● What is required
Will you extract the entries word for word? Images should not appear in the copy.

● Provided data
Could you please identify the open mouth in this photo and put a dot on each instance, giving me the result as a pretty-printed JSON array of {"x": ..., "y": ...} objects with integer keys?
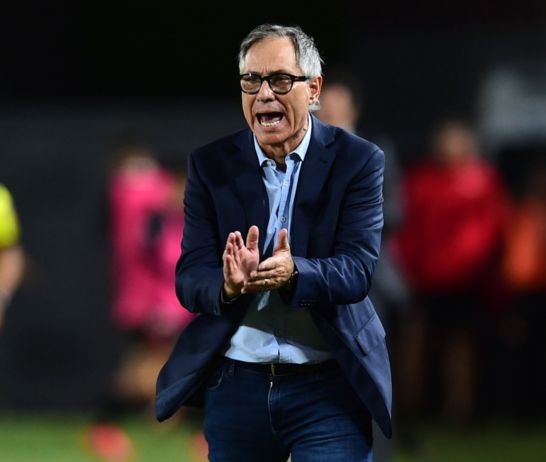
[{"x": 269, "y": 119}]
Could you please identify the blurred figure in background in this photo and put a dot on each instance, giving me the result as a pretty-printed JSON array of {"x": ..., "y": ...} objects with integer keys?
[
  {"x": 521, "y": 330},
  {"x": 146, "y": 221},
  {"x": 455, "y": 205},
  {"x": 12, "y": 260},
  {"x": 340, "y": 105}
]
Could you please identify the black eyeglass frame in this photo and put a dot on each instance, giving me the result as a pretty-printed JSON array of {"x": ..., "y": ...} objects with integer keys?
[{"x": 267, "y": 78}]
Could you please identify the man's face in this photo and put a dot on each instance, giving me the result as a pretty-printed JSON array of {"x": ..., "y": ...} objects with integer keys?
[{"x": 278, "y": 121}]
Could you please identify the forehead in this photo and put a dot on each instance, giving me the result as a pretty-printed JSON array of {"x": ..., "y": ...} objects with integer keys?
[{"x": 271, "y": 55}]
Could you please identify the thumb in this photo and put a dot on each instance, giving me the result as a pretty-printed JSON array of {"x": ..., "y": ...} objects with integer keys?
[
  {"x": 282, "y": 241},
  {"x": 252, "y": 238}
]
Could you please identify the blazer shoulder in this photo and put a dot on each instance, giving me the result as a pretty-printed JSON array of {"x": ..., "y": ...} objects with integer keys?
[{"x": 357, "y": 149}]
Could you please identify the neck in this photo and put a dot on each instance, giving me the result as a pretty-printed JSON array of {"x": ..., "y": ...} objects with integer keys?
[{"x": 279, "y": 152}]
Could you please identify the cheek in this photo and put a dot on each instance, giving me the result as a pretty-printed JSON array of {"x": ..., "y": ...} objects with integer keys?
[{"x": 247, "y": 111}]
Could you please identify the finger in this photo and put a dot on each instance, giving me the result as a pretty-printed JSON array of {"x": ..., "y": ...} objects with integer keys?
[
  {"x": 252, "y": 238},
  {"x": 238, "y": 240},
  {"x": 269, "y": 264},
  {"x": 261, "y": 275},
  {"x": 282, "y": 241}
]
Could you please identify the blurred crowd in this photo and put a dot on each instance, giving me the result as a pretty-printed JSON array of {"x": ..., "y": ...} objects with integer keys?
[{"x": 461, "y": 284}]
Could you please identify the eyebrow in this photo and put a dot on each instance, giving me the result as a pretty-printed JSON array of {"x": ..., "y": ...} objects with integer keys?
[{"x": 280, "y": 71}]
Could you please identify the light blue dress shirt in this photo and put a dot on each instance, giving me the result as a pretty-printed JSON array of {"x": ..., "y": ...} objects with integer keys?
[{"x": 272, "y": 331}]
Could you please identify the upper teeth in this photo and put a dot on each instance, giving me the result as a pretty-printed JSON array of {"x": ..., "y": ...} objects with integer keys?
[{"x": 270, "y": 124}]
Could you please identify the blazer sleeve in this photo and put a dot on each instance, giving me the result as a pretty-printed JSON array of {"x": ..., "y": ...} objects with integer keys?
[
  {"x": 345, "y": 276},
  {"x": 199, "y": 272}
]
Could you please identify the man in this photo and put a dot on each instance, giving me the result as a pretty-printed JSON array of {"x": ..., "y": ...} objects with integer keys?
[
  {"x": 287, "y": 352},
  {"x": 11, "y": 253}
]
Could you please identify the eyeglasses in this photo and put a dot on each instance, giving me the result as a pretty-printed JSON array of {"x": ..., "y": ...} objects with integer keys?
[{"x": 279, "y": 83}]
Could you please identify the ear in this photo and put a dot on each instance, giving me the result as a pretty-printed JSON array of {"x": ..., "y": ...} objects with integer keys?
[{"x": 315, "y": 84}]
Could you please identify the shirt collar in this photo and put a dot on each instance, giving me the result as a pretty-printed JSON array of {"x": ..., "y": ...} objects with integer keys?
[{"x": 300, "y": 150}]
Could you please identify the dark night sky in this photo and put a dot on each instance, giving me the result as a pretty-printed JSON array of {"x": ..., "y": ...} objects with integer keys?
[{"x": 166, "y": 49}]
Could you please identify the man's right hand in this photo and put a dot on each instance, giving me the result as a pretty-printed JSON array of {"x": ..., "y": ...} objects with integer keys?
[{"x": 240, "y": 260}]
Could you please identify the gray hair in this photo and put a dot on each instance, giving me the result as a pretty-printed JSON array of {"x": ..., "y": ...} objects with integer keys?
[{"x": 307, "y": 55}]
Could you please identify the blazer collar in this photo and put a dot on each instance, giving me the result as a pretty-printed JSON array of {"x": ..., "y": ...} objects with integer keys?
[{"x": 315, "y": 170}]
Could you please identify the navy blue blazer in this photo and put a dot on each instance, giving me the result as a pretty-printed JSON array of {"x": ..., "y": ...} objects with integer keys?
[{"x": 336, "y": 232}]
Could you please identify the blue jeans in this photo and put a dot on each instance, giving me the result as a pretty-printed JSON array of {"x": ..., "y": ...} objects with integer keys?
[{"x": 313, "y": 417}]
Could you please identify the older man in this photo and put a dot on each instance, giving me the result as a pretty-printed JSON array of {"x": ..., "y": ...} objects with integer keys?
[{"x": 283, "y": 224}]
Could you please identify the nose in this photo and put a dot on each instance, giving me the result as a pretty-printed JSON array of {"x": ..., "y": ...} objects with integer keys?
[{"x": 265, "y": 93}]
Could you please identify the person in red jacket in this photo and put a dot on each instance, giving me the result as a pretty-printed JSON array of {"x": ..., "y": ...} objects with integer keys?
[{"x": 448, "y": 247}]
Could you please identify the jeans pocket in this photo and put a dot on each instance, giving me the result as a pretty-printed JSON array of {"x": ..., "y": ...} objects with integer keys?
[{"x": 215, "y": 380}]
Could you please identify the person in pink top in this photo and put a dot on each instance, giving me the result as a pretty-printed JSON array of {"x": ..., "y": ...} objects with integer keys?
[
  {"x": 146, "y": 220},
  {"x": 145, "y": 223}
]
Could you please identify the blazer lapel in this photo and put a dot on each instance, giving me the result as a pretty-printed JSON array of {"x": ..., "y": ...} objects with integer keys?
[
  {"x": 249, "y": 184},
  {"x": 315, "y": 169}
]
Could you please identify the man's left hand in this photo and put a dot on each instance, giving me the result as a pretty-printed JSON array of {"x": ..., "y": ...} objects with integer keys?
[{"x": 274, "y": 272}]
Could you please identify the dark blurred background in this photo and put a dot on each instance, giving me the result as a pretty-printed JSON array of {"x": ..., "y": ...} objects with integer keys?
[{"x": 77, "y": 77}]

● Response to the exercise
Could you please identify the open mouth in this photo and put a dot on each instance, giving me the result as a pretty-printed JSON array of {"x": ..., "y": ...} objects with integer keys?
[{"x": 269, "y": 119}]
Could you please identify the blurred figure in background in this photo and put a dot on each instance, giving me the result as a pretty-printed JSON array of {"x": ..., "y": ...} objects with integer keys?
[
  {"x": 521, "y": 330},
  {"x": 146, "y": 221},
  {"x": 455, "y": 205},
  {"x": 12, "y": 260},
  {"x": 340, "y": 105}
]
Could you please identify the black eyeglass frame in this photo and put a dot on each instance, giving me the result as a pretty-printed JSON array of {"x": ..., "y": ...} objects with integer keys?
[{"x": 267, "y": 78}]
Could you please identify the man's face in this photo and put a dot on each instance, giving me the result as a pretty-printed JSON array of {"x": ..., "y": ...} objects with integer keys?
[{"x": 278, "y": 121}]
Could you please identify the forehead in this photo and put a dot on each instance, giving me the result as a pretty-printed JSON array of {"x": ..., "y": ...} objects with integer keys?
[{"x": 271, "y": 55}]
Could you please identify the thumb in this photo and put a dot on each instance, giving me the result as a pretty-printed JSON array of {"x": ..., "y": ...} objects with integer keys?
[
  {"x": 282, "y": 241},
  {"x": 252, "y": 238}
]
Could you please identify the blazer shoulder in this photo and put a dot on each instance, giving me the result as a pretty-printed JSON array of {"x": ..., "y": ...} objects with integer keys?
[{"x": 357, "y": 149}]
Could you please identify the neck in this photo and put a dot on each instance, giving me the result as a pretty-printed JSON array of {"x": ..., "y": ...} objects with integer keys?
[{"x": 279, "y": 152}]
Could you please identify the cheek in this photo and put a dot on each instance, giving me the result as a pretty-printed JSON array of {"x": ..., "y": ...} objects with integer keys?
[{"x": 247, "y": 111}]
Could you please identify the finger in this photo and put a dot on each instance, giving me the result as a pretty-printed JSON array of {"x": ..., "y": ...} objects with integer keys?
[
  {"x": 252, "y": 238},
  {"x": 238, "y": 240},
  {"x": 269, "y": 264},
  {"x": 261, "y": 275},
  {"x": 282, "y": 241}
]
Could you please identify the blurred crowd in this photo and put a dot on each instance, giving me the result as a pretty-printed JSON array of {"x": ..., "y": ...} objects with integer keys?
[{"x": 461, "y": 284}]
Could you please identify the eyebrow in this photo and put a dot on each instance, giving me the result as a pretty-printed JSON array of {"x": ..., "y": ...} objects with integer keys?
[{"x": 280, "y": 71}]
Could you please identify the light blue dress shirt in this photo and put a dot on each instance, giving me the result as a pretty-printed JSON array of {"x": ..., "y": ...} objects with integer keys?
[{"x": 272, "y": 331}]
Could you please identify the upper teeth in this photo and put a dot on each instance, giving me the result as a pretty-printed JSON array of {"x": ..., "y": ...} objects with integer keys?
[{"x": 270, "y": 124}]
Could you please identify the blazer sleeve in this photo and put a dot on each instance, giving me the result as a pretty-printed JSON array of {"x": ..., "y": ...} objects with integer keys?
[
  {"x": 345, "y": 276},
  {"x": 199, "y": 272}
]
Could you please identify the man in this photo and put a dot on each instance, giving me the result as a pretty-printed JSON array of {"x": ..., "y": ...} objects with integer keys?
[
  {"x": 287, "y": 352},
  {"x": 11, "y": 253}
]
Could you please identify the eyeglasses in this photo and put a dot on each instance, giving me the result as a pretty-printed JSON array of {"x": ..., "y": ...} objects with integer keys?
[{"x": 279, "y": 83}]
Could you please identify the ear in this photo and put a dot on each instance, giving me the result as a pretty-printed JSON array of {"x": ..., "y": ...} objects with integer keys?
[{"x": 315, "y": 84}]
Could you please identify the shirt collar in this photo and put a dot on each instance, giving me the result as a pretty-printed JSON array of {"x": ..., "y": ...} objects with integer keys?
[{"x": 300, "y": 150}]
Could you please identify the dark night sky in this photo and put a dot on each instance, giving me the result as a pretty-printed JSON array of {"x": ..., "y": ...} objects with integer keys?
[{"x": 166, "y": 49}]
Could you please identify the man's right hand in this photo and put a dot on each instance, giving me the result as a pretty-printed JSON array of {"x": ..., "y": ...} objects with integer keys?
[{"x": 240, "y": 260}]
Could you please identify the gray hair in this photo and put a dot on each instance, giving me the result as a pretty-printed JSON array of {"x": ..., "y": ...} objects with integer keys?
[{"x": 307, "y": 55}]
Could you please identify the blazer collar in this photo and put a dot on each instance, giving me the result as a pretty-printed JSON array of {"x": ..., "y": ...} objects with integer keys?
[{"x": 315, "y": 170}]
Could you please identify the navy blue blazer in this photo and put a dot on each instance, giving me the result as a pretty-printed JSON array of {"x": ..., "y": ...} objects with integer keys?
[{"x": 336, "y": 232}]
Could you please identify the blue jeans in this photo and put a dot on each instance, giving me the result as a pretty-printed JSON array of {"x": ..., "y": ...} objects with integer keys?
[{"x": 313, "y": 417}]
Could you please identify the older man in this photo and put a dot on each instance, giving me the result as a pretty-printed JSON array of {"x": ..., "y": ...} objects with integer keys?
[{"x": 283, "y": 224}]
Could you please identify the nose in this photo and put a dot on each instance, giving me the result as a pretty-printed JSON array of {"x": ..., "y": ...} objects with integer keys?
[{"x": 265, "y": 93}]
Could you please identify the person in red jacket in this photo and put a dot on each instance, giving me the result as a pretty-printed JSON array of {"x": ..., "y": ...} objects with integer keys?
[{"x": 448, "y": 247}]
Could you please identify the jeans pocket in this photo and put a dot on each instance, giving me the result as a pretty-printed JSON array of {"x": ..., "y": ...} objects with integer keys?
[{"x": 215, "y": 380}]
Could you please identify the person in pink top in this photo and put a dot on each instance, giving me the result as a pretty-printed JSON array of {"x": ..., "y": ...} objects with integer keys?
[
  {"x": 146, "y": 220},
  {"x": 145, "y": 223}
]
Could you please identify the blazer lapel in this photo and put a dot on each instance, giving me the result as a pretty-printed JSON array of {"x": ..., "y": ...} objects with integer keys?
[
  {"x": 249, "y": 184},
  {"x": 315, "y": 169}
]
Could you please identify the man's left hand in this photo and put a dot on each instance, giving me the result as a pretty-printed JSON array of {"x": ..., "y": ...} objects with integer keys?
[{"x": 274, "y": 272}]
Could you please identify the dark blurred background in this photo and put a dot on each instance, giving me the result as a pretty-printed JSON array of {"x": ..., "y": ...} objects with integer keys?
[{"x": 77, "y": 77}]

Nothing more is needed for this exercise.